_Exercise description_: Leave every picture out. Set down all the lines below exactly.

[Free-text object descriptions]

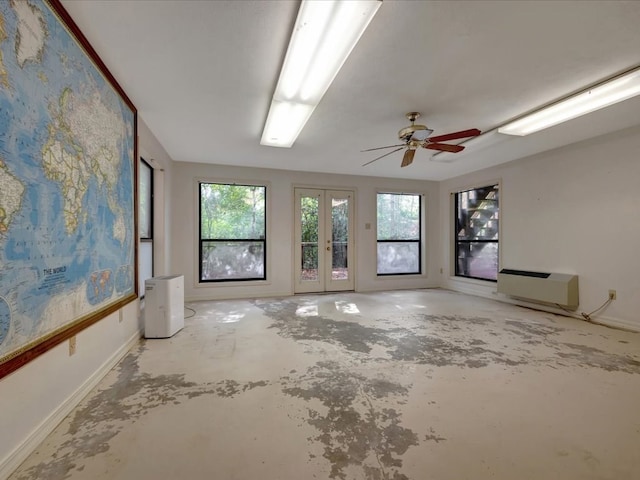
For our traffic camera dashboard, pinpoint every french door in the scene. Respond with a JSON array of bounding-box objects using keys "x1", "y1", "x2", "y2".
[{"x1": 294, "y1": 188, "x2": 355, "y2": 293}]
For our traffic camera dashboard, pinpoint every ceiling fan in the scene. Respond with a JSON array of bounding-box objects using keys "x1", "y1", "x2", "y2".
[{"x1": 362, "y1": 112, "x2": 481, "y2": 167}]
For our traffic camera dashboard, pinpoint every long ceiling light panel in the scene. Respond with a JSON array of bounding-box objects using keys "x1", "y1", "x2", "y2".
[
  {"x1": 261, "y1": 0, "x2": 382, "y2": 148},
  {"x1": 498, "y1": 66, "x2": 640, "y2": 136}
]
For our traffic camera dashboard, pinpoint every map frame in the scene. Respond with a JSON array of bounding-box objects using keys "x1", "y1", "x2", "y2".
[{"x1": 0, "y1": 0, "x2": 138, "y2": 379}]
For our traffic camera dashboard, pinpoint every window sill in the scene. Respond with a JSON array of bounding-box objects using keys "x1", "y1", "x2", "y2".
[
  {"x1": 449, "y1": 275, "x2": 495, "y2": 284},
  {"x1": 376, "y1": 273, "x2": 426, "y2": 280},
  {"x1": 196, "y1": 279, "x2": 272, "y2": 289}
]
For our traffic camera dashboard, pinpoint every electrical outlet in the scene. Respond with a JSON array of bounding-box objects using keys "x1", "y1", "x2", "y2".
[
  {"x1": 608, "y1": 289, "x2": 617, "y2": 300},
  {"x1": 69, "y1": 335, "x2": 77, "y2": 356}
]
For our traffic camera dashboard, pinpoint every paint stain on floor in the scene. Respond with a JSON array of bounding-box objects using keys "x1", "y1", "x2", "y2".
[
  {"x1": 282, "y1": 360, "x2": 419, "y2": 479},
  {"x1": 9, "y1": 290, "x2": 640, "y2": 480},
  {"x1": 11, "y1": 347, "x2": 270, "y2": 480},
  {"x1": 256, "y1": 298, "x2": 640, "y2": 374}
]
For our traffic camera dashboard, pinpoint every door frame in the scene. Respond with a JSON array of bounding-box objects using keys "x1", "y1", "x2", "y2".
[{"x1": 293, "y1": 187, "x2": 355, "y2": 293}]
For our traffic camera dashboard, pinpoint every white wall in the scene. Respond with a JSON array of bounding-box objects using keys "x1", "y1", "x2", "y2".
[
  {"x1": 439, "y1": 125, "x2": 640, "y2": 331},
  {"x1": 0, "y1": 117, "x2": 173, "y2": 478},
  {"x1": 0, "y1": 303, "x2": 141, "y2": 479},
  {"x1": 170, "y1": 162, "x2": 441, "y2": 301}
]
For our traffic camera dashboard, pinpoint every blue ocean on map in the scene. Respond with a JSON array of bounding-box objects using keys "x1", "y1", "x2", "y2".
[{"x1": 0, "y1": 0, "x2": 135, "y2": 356}]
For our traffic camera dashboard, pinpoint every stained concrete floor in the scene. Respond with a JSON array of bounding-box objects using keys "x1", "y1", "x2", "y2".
[{"x1": 9, "y1": 289, "x2": 640, "y2": 480}]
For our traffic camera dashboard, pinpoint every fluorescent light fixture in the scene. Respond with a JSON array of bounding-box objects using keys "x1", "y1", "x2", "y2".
[
  {"x1": 261, "y1": 0, "x2": 381, "y2": 147},
  {"x1": 498, "y1": 66, "x2": 640, "y2": 136}
]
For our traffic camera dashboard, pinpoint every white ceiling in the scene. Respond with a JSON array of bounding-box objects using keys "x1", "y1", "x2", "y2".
[{"x1": 60, "y1": 0, "x2": 640, "y2": 181}]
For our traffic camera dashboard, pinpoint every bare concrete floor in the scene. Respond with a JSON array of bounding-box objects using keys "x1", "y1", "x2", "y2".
[{"x1": 9, "y1": 289, "x2": 640, "y2": 480}]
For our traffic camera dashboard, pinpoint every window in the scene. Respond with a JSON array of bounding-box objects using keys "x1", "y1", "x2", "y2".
[
  {"x1": 199, "y1": 183, "x2": 266, "y2": 282},
  {"x1": 376, "y1": 192, "x2": 421, "y2": 275},
  {"x1": 138, "y1": 158, "x2": 153, "y2": 297},
  {"x1": 454, "y1": 184, "x2": 499, "y2": 281}
]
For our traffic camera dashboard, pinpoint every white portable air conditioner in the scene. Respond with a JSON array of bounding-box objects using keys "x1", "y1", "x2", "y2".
[{"x1": 144, "y1": 275, "x2": 184, "y2": 338}]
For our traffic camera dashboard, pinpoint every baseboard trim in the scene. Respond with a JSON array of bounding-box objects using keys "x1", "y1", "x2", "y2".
[
  {"x1": 572, "y1": 314, "x2": 639, "y2": 332},
  {"x1": 0, "y1": 329, "x2": 142, "y2": 480},
  {"x1": 443, "y1": 286, "x2": 639, "y2": 333},
  {"x1": 186, "y1": 290, "x2": 293, "y2": 303},
  {"x1": 443, "y1": 278, "x2": 495, "y2": 298}
]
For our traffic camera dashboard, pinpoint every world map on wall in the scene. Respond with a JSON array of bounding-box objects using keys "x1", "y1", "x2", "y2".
[{"x1": 0, "y1": 0, "x2": 135, "y2": 362}]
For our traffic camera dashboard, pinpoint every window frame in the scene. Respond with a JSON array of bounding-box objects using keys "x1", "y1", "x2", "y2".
[
  {"x1": 198, "y1": 181, "x2": 267, "y2": 283},
  {"x1": 139, "y1": 158, "x2": 153, "y2": 241},
  {"x1": 453, "y1": 184, "x2": 499, "y2": 282},
  {"x1": 138, "y1": 158, "x2": 153, "y2": 298},
  {"x1": 376, "y1": 191, "x2": 423, "y2": 276}
]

_Answer for the task_:
For our traffic camera dashboard, pinpoint every french door in the scene. Respond with a JSON array of bounding-box objects using keys "x1", "y1", "x2", "y2".
[{"x1": 294, "y1": 188, "x2": 355, "y2": 293}]
For our traffic camera dashboard, pinpoint every ceiling fan in the scene. Respond with a JSON array of bounding-box objects using keys "x1", "y1", "x2", "y2".
[{"x1": 362, "y1": 112, "x2": 481, "y2": 167}]
For our traffic camera dashboard, pinpoint every long ceiling light panel in the scene. Respond with a JSON array of bounding-box objects using keys "x1", "y1", "x2", "y2".
[
  {"x1": 261, "y1": 0, "x2": 382, "y2": 148},
  {"x1": 498, "y1": 66, "x2": 640, "y2": 136}
]
For our traffic camera dashboard, pinpoint every map frame in the scene. Respond with a JSON array of bounding-box objects using keys "x1", "y1", "x2", "y2".
[{"x1": 0, "y1": 0, "x2": 138, "y2": 379}]
For our traffic camera dashboard, pinpoint every window sill in the scene. Respond with a JSON array of bounding-box objects using keys "x1", "y1", "x2", "y2".
[
  {"x1": 449, "y1": 275, "x2": 495, "y2": 284},
  {"x1": 376, "y1": 273, "x2": 426, "y2": 280},
  {"x1": 196, "y1": 279, "x2": 272, "y2": 289}
]
For our traffic camera dashboard, pinpoint every electrical outlet in the scene. Respond with a JSON array of bounding-box objects using keys "x1", "y1", "x2", "y2".
[
  {"x1": 608, "y1": 289, "x2": 617, "y2": 300},
  {"x1": 69, "y1": 335, "x2": 77, "y2": 356}
]
For our traffic camera dashboard, pinpoint every paint stain on floor in the scene. Respond with a JSON array of bounding-box objects using keys "x1", "y1", "x2", "y2".
[
  {"x1": 282, "y1": 360, "x2": 419, "y2": 479},
  {"x1": 9, "y1": 290, "x2": 640, "y2": 480},
  {"x1": 11, "y1": 347, "x2": 270, "y2": 480},
  {"x1": 256, "y1": 298, "x2": 640, "y2": 374}
]
For our traffic camera dashboard, pinpoint every door frame in the scene. Respond with a JSON array of bounding-box objects using keys "x1", "y1", "x2", "y2".
[{"x1": 293, "y1": 187, "x2": 355, "y2": 293}]
For our traffic camera dashboard, pinpoint every white wall in the scene. Respond with a JSON array of bounding-box objects using keys "x1", "y1", "x2", "y2".
[
  {"x1": 439, "y1": 125, "x2": 640, "y2": 331},
  {"x1": 0, "y1": 117, "x2": 173, "y2": 478},
  {"x1": 0, "y1": 303, "x2": 141, "y2": 479},
  {"x1": 170, "y1": 162, "x2": 441, "y2": 301}
]
For our traffic camera dashboard, pinpoint every blue ocean on map in the scene. Respond with a JSON array of bounding-box objects using keys "x1", "y1", "x2", "y2".
[{"x1": 0, "y1": 0, "x2": 135, "y2": 356}]
For our traffic camera dashboard, pinpoint every stained concrete floor in the scene. Respond with a JSON array of bounding-box objects using keys "x1", "y1", "x2", "y2".
[{"x1": 9, "y1": 289, "x2": 640, "y2": 480}]
For our traffic camera dashboard, pinpoint every fluorescent light fixture in the scene. Respond with a JSON array of bounding-box objects using keys "x1", "y1", "x2", "y2".
[
  {"x1": 261, "y1": 0, "x2": 381, "y2": 147},
  {"x1": 498, "y1": 66, "x2": 640, "y2": 136}
]
For our traffic camera dashboard, pinpoint every white ceiling in the scene. Respond with a JSON array of bounding-box objects using keys "x1", "y1", "x2", "y2".
[{"x1": 60, "y1": 0, "x2": 640, "y2": 181}]
For our traffic camera dashboard, pinpoint every bare concrete floor in the scene. Respond with a JSON array of bounding-box objects using keys "x1", "y1", "x2", "y2".
[{"x1": 9, "y1": 289, "x2": 640, "y2": 480}]
For our traffic camera dashboard, pinpoint every window in the scene. Respond with a JSON array of bounding-box objects using keys "x1", "y1", "x2", "y2".
[
  {"x1": 199, "y1": 183, "x2": 266, "y2": 282},
  {"x1": 376, "y1": 192, "x2": 421, "y2": 275},
  {"x1": 138, "y1": 158, "x2": 153, "y2": 297},
  {"x1": 454, "y1": 184, "x2": 499, "y2": 281}
]
For our traffic camera dashboard, pinpoint every white portable air conditioner in the scene. Respond with a JSON array of bounding-box objects using keys "x1", "y1", "x2", "y2".
[{"x1": 144, "y1": 275, "x2": 184, "y2": 338}]
For our traffic camera dashboard, pinpoint every baseboard trim in the scene. Respond with a JSON array of bounding-box objects using keys "x1", "y1", "x2", "y2".
[
  {"x1": 572, "y1": 314, "x2": 639, "y2": 332},
  {"x1": 0, "y1": 329, "x2": 142, "y2": 480},
  {"x1": 443, "y1": 286, "x2": 639, "y2": 333},
  {"x1": 186, "y1": 290, "x2": 293, "y2": 303},
  {"x1": 443, "y1": 278, "x2": 495, "y2": 298}
]
For our traffic camera dashboard, pinpoint every world map on wall in the scene. Respond with a JSON array of bounding-box objects using keys "x1", "y1", "x2", "y2".
[{"x1": 0, "y1": 0, "x2": 135, "y2": 362}]
For our traffic camera dashboard, pinpoint every window frame in the scene. Respond with a JSON array of bounding-box objects using keys "x1", "y1", "x2", "y2".
[
  {"x1": 198, "y1": 181, "x2": 267, "y2": 283},
  {"x1": 139, "y1": 158, "x2": 153, "y2": 241},
  {"x1": 453, "y1": 184, "x2": 499, "y2": 282},
  {"x1": 138, "y1": 158, "x2": 153, "y2": 298},
  {"x1": 376, "y1": 191, "x2": 423, "y2": 276}
]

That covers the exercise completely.